PASSAGE TO READ:
** start **

Sunday, September 29, 2013

May The Lord Bless You and Keep You

I love Sundays. Church fills me up and satisfies me for about a week. And then no matter how my week goes, great, terrible or so-so, by Sunday I can't wait to go back again.  It's great -- the people, the music, singing along, the liturgy, the sermon, and participating in communion. I love having communion every week. I surely wouldn't want to miss an opportunity to get more of God in me. Ever. Really, it's not enough until the bread and wine are served and the Pastor says: May the grace of our Lord Jesus Christ and the gifts of his body and blood strengthen, keep and unite us, now and forever. Amen.
 
Then to celebrate after the feast, we sing:
 
Praise to you, O God of mercy; Thanks be to you forever!
Raising high the weak and lowly;Thanks be to you forever!
 
From of old you loved and sought us; Thanks be to you forever!
Truth and justice you have taught us; Thanks be to you forever!
 
Strong is your faithfulness, strong is your love, rememb'ring your covenant of life with us.
 
It makes me feel like dancing.  And then the blessing is pronounced, May the Lord bless you and keep you. May the Lord make His face shine upon you and be gracious to you. May the Lord look on you with favor and grant you peace.  
 
Don't you love it? I do. I fell in love with that blessing from Numbers 6:24-26, more than 40 years ago when Tom and I attended a Lutheran church. Liked it so much, we used it in our wedding. No doubt that's why the marriage lasted these 43 years.
 


Tuesday, September 24, 2013

Serendipity!

I retreated this past weekend with 4 other women from our (St. Paul's Lutheran) church to a lovely camp named Lutherlyn, a name as pretty as its picture.

 
September, in our neck of Pennsylvania, is just beginning to give up the green, but this picture of Lutherlyn from a previous autumn is what we have to look forward to. There are only hints of color now, but dramatic coloration like this is on the way -- count on it!
 
Looking at pictures from the website, clearly this spot of God's earth is beautiful all year 'round. I do hope I get to go back and see other seasons as well.
 
Camp Lutherlyn -- fall, winter, spring. 
 
We packed up our pastor's wife's van with sleeping bags, suitcases, book bags, purses, snacks, and raingear -- the forecast promised rain. I'm happy to say we all fit -- us and our paraphernalia, everything it would take to keep 5 women comfortable and stylish in a campy sort of way for the whole weekend.

** end **

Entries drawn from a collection
** start **

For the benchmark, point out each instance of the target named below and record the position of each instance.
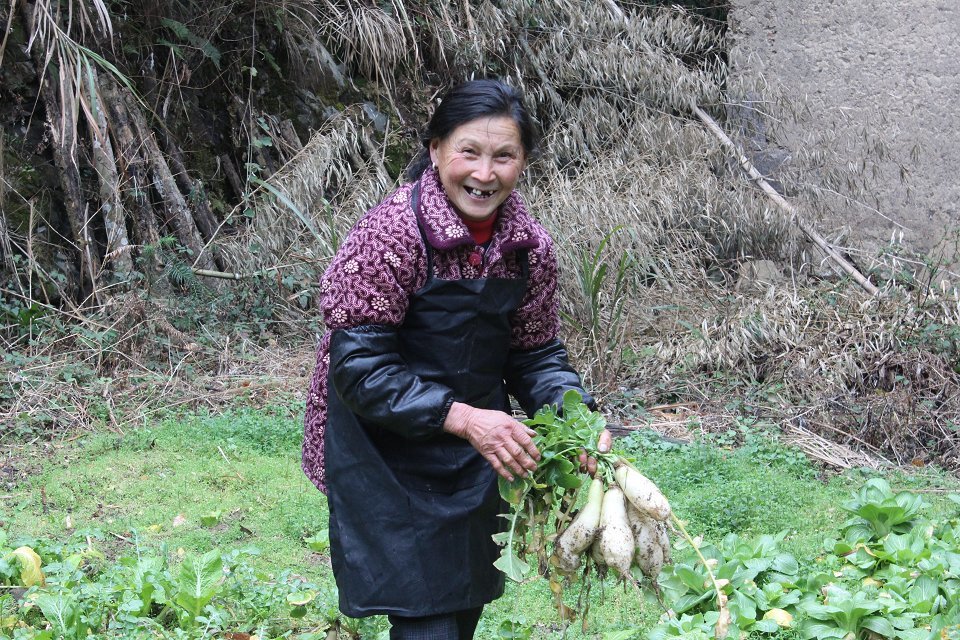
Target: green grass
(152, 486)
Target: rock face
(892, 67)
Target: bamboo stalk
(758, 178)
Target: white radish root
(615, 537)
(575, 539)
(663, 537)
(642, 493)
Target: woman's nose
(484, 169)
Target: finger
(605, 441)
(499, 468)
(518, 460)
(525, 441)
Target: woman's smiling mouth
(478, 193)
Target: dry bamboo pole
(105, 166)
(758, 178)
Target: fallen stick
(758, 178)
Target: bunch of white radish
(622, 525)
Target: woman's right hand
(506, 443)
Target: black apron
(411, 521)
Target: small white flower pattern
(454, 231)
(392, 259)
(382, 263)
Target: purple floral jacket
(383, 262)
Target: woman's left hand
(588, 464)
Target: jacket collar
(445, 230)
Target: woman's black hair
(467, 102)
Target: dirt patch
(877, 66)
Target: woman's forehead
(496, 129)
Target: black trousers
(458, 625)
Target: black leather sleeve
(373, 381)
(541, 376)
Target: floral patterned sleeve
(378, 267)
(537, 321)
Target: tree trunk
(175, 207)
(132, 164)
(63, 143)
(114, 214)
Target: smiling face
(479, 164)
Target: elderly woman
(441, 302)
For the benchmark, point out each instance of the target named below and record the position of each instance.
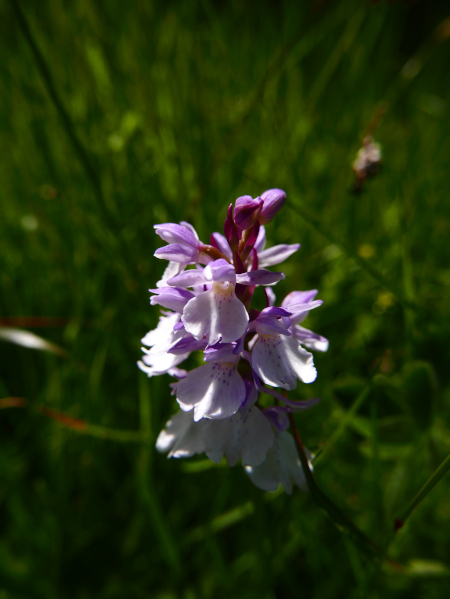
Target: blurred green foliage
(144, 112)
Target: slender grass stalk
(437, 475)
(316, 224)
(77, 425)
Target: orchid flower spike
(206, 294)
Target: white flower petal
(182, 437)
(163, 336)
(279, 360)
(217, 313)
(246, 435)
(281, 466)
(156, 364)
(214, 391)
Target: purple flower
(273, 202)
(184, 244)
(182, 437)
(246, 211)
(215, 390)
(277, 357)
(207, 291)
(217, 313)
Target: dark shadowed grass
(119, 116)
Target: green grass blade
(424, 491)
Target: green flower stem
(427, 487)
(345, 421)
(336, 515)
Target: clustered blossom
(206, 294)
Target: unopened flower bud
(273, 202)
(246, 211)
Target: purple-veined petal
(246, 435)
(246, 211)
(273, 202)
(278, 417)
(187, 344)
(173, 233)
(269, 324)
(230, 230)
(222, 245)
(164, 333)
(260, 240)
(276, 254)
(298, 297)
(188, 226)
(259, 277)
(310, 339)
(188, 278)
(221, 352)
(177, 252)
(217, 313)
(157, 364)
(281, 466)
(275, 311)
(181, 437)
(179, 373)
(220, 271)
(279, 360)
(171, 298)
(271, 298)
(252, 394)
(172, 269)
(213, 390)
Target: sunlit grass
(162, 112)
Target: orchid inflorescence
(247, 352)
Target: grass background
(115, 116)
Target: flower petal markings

** end **

WHAT IS ASKED: From the blog entries on church and a retreat, reproduce word for word the part that opens with the words containing "Then to celebrate" and closes with "these 43 years.".

FULL OUTPUT:
Then to celebrate after the feast, we sing:
 
Praise to you, O God of mercy; Thanks be to you forever!
Raising high the weak and lowly;Thanks be to you forever!
 
From of old you loved and sought us; Thanks be to you forever!
Truth and justice you have taught us; Thanks be to you forever!
 
Strong is your faithfulness, strong is your love, rememb'ring your covenant of life with us.
 
It makes me feel like dancing.  And then the blessing is pronounced, May the Lord bless you and keep you. May the Lord make His face shine upon you and be gracious to you. May the Lord look on you with favor and grant you peace.  
 
Don't you love it? I do. I fell in love with that blessing from Numbers 6:24-26, more than 40 years ago when Tom and I attended a Lutheran church. Liked it so much, we used it in our wedding. No doubt that's why the marriage lasted these 43 years.